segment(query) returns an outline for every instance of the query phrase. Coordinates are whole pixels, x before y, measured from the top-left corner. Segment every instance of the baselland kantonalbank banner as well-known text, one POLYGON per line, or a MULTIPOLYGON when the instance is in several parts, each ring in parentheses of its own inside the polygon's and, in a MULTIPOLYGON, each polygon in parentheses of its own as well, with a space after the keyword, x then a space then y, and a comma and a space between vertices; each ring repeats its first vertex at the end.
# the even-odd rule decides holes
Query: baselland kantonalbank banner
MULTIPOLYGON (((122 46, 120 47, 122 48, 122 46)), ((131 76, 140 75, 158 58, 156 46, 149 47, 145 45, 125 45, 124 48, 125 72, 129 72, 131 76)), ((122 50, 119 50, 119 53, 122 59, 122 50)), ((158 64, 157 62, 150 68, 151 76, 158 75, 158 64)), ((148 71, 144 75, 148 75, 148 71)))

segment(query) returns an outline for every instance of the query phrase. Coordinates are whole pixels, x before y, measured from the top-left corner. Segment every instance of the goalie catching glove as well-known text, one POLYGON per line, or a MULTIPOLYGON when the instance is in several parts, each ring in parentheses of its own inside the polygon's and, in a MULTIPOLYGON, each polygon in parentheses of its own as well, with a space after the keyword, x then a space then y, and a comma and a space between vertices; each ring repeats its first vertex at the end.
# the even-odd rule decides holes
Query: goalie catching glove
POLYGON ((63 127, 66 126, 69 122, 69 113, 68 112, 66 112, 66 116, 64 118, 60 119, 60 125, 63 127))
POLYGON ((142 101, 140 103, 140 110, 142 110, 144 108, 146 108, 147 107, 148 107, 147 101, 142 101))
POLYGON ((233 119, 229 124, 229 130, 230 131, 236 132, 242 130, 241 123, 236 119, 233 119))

■ ■ ■ ■

### WORK TO COMPLETE
Change every occurrence of "top-left corner" in the listing to "upper-left corner" and leave every other character as it stands.

### ANSWER TO THIS TASK
segment(query) returns an outline for every instance of the query phrase. Coordinates are whole pixels, x before y, measured from the upper-left corner. Segment every instance of the baselland kantonalbank banner as well-known text, one POLYGON per line, or a MULTIPOLYGON when the instance is in several parts, each ring in parentheses of its own inside the polygon's and, in a MULTIPOLYGON, each polygon in parentheses of its own as well, with a space after the keyword, x then a space then y, and a comma and a space between vertices; each ring repeats its first vertex at the end.
# the even-odd rule decides holes
Query: baselland kantonalbank banner
MULTIPOLYGON (((122 46, 120 47, 122 48, 122 46)), ((131 76, 140 75, 158 58, 156 46, 149 47, 145 45, 125 45, 124 48, 125 72, 129 72, 131 76)), ((122 50, 119 50, 119 53, 122 59, 122 50)), ((158 64, 157 62, 150 68, 151 76, 158 75, 158 64)), ((148 71, 144 75, 148 75, 148 71)))

segment(query) returns an outline for every instance of the query phrase. Coordinates are whole pixels, x before y, measured from the upper-left corner. Segment every instance of the goalie catching glove as well-known text, one POLYGON per line, or a MULTIPOLYGON when the instance is in several parts, each ring in parentheses of its own inside the polygon's and, in a MULTIPOLYGON, each polygon in parentheses of its own as well, with a space after the keyword, x then a space then y, and a comma and a space between vertices; each ring repeats its first vertex at the end.
# the even-odd rule decides holes
Query: goalie catching glove
POLYGON ((63 127, 66 126, 69 122, 69 113, 68 112, 66 112, 66 116, 64 118, 60 119, 60 125, 63 127))
POLYGON ((142 101, 140 103, 140 110, 142 110, 144 108, 146 108, 147 107, 148 107, 147 101, 142 101))
POLYGON ((233 119, 229 124, 229 130, 230 131, 236 132, 242 130, 241 123, 236 119, 233 119))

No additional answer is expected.